Filter this material down to the lines that contain the string "cloudy", and return those lines.

● DATA EXCERPTS
——————

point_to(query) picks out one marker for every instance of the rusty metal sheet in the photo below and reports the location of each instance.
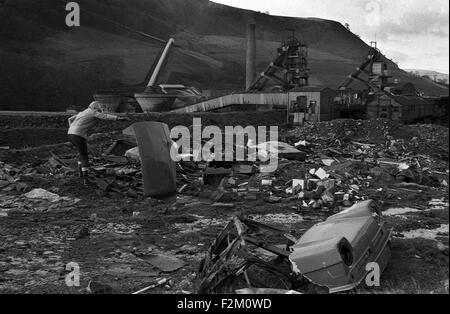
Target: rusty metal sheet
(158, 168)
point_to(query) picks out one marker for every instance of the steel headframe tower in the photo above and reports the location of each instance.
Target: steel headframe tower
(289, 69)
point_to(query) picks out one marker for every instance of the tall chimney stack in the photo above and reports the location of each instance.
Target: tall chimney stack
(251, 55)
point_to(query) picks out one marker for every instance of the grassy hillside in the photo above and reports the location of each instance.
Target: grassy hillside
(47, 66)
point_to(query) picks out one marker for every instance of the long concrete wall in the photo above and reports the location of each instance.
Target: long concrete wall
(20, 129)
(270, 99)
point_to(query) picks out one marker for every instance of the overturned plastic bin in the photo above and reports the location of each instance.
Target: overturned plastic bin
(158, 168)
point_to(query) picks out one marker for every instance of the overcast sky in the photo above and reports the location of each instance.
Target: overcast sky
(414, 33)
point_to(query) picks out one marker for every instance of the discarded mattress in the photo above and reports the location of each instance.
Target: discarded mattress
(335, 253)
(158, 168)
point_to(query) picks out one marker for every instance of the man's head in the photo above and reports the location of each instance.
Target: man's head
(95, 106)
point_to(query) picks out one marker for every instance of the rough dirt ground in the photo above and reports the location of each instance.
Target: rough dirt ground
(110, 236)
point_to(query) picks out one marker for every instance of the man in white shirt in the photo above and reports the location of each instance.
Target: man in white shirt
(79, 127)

——————

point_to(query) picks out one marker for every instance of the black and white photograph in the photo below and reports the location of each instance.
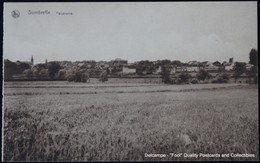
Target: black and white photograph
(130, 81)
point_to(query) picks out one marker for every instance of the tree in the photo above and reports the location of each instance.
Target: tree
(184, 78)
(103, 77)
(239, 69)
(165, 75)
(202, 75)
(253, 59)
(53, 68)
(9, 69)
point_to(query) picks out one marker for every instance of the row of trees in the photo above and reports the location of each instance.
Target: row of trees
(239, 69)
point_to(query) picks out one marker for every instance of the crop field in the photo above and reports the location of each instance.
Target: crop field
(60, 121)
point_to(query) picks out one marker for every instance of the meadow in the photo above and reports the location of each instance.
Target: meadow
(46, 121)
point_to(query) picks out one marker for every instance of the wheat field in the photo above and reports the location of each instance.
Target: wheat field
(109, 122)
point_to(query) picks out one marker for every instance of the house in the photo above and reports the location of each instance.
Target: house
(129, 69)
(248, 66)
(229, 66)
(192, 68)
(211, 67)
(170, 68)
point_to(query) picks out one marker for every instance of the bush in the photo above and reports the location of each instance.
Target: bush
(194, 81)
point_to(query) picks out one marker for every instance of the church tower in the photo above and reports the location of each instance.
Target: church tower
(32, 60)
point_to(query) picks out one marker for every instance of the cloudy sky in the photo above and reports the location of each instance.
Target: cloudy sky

——————

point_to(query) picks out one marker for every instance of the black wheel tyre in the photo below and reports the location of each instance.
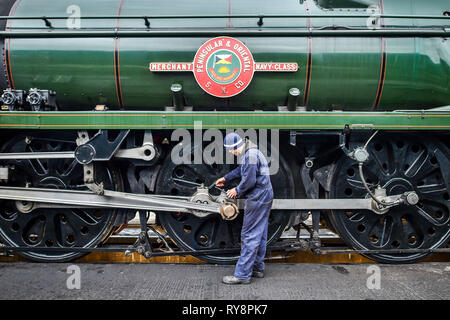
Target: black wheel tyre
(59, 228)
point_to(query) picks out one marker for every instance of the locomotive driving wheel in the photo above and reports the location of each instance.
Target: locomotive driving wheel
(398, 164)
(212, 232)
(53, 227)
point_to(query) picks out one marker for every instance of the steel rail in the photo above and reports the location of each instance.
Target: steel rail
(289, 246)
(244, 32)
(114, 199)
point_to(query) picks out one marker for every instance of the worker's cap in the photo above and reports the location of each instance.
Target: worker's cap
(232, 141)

——————

● REPLY TO THE EXERCISE
point_to(query) picks out one marker for every instance of the cloudy sky in the photo above and reports the location of each instance.
Target: cloudy sky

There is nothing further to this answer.